The records:
════════════════
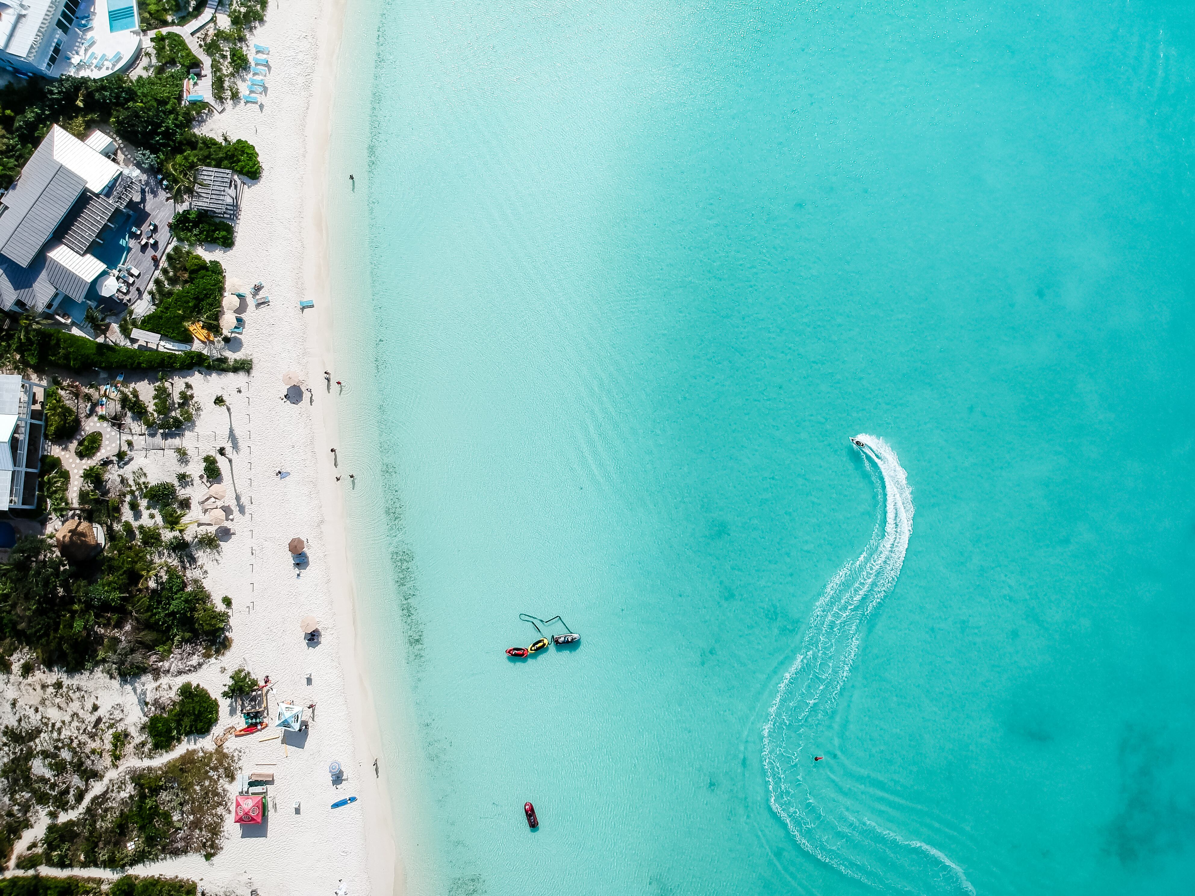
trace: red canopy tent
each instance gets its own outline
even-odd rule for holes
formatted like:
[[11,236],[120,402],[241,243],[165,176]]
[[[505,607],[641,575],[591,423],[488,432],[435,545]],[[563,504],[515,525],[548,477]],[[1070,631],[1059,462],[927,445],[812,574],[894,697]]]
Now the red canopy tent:
[[237,797],[233,821],[238,824],[261,824],[265,816],[265,806],[261,797]]

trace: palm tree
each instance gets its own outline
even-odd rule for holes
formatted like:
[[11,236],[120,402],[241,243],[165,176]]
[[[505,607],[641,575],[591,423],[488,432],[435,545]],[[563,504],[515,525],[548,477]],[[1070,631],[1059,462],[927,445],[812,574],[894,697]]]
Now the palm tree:
[[182,205],[195,192],[195,171],[184,167],[178,159],[171,159],[166,162],[164,173],[170,180],[170,198],[176,205]]

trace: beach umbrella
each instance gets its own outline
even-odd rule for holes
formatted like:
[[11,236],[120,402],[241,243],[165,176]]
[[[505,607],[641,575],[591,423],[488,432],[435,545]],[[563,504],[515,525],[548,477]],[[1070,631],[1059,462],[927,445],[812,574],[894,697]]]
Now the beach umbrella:
[[238,824],[261,824],[265,816],[262,808],[261,797],[237,797],[237,808],[233,811],[233,821]]

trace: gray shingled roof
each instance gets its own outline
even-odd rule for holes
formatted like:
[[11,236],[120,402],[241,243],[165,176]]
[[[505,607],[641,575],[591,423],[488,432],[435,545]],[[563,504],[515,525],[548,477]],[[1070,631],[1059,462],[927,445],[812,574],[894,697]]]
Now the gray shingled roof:
[[223,219],[225,221],[235,222],[238,186],[239,182],[228,168],[201,166],[195,170],[195,191],[191,194],[191,208],[207,211],[209,215]]
[[29,268],[0,256],[0,308],[8,311],[19,299],[26,308],[41,312],[56,293],[57,287],[45,276],[45,256]]
[[87,254],[91,244],[116,211],[116,205],[87,190],[78,198],[59,228],[62,241],[79,254]]

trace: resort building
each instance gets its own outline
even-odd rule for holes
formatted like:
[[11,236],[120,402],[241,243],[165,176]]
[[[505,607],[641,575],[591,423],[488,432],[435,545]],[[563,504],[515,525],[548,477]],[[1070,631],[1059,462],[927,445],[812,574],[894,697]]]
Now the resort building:
[[79,312],[93,301],[88,291],[109,265],[92,246],[140,191],[137,178],[51,127],[0,198],[0,309],[54,313],[66,302]]
[[141,55],[136,0],[0,0],[0,66],[103,78]]
[[0,510],[37,507],[45,386],[0,375]]
[[207,211],[213,217],[237,223],[237,210],[240,208],[240,192],[245,189],[240,178],[228,168],[198,167],[195,170],[195,191],[191,194],[191,208]]

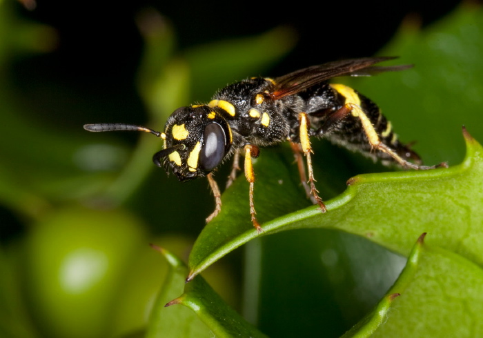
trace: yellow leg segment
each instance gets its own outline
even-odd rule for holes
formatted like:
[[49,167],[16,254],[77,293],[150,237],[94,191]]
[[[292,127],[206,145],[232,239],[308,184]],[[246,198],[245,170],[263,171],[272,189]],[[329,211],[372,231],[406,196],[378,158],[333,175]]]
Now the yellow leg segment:
[[211,191],[213,192],[213,197],[215,197],[215,211],[213,211],[210,216],[206,218],[206,223],[208,223],[221,211],[221,193],[219,191],[219,188],[218,188],[218,184],[217,184],[216,181],[213,179],[213,174],[210,172],[206,175],[208,178],[208,181],[210,183],[210,188],[211,188]]
[[257,212],[255,210],[255,203],[253,203],[253,187],[255,183],[255,172],[253,172],[253,166],[252,165],[252,156],[257,157],[258,156],[258,148],[252,144],[245,146],[245,177],[250,183],[250,214],[252,216],[252,223],[257,232],[259,234],[263,232],[260,223],[257,220]]
[[231,171],[230,172],[230,175],[228,176],[228,179],[226,181],[226,189],[227,189],[237,178],[237,172],[240,170],[239,166],[239,159],[240,159],[240,152],[238,149],[235,150],[233,154],[233,165],[231,167]]

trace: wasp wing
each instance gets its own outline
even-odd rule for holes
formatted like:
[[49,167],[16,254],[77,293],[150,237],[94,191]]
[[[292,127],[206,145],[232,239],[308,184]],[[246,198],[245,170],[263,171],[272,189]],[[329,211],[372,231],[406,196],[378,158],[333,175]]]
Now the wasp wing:
[[275,86],[270,93],[273,99],[293,95],[333,77],[341,76],[370,76],[382,72],[402,70],[412,65],[374,66],[384,61],[396,59],[395,57],[364,57],[328,62],[319,66],[296,70],[275,79]]

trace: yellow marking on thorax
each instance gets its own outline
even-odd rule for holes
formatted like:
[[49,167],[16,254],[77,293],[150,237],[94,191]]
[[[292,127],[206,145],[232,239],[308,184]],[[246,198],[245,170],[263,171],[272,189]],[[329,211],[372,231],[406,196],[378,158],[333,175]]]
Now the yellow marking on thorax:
════════════════
Task goal:
Reproduce verbatim the stretch of the listing from the line containing "trace: resort building" through the line containing "[[0,510],[37,507],[45,386],[0,375]]", both ends included.

The result:
trace: resort building
each instance gets its own outline
even-odd rule for holes
formatted like:
[[11,236],[120,402],[241,243],[165,176]]
[[[505,607],[641,575],[591,423],[488,432],[435,545]],[[563,504],[515,525],[548,477]],[[1070,631],[1059,462],[927,445],[812,574],[894,697]]]
Now the resort building:
[[79,312],[93,301],[88,291],[109,265],[92,246],[140,191],[137,178],[51,127],[0,198],[0,309],[54,313],[66,302]]
[[141,55],[136,0],[0,0],[0,66],[103,78]]
[[0,510],[37,507],[45,386],[0,375]]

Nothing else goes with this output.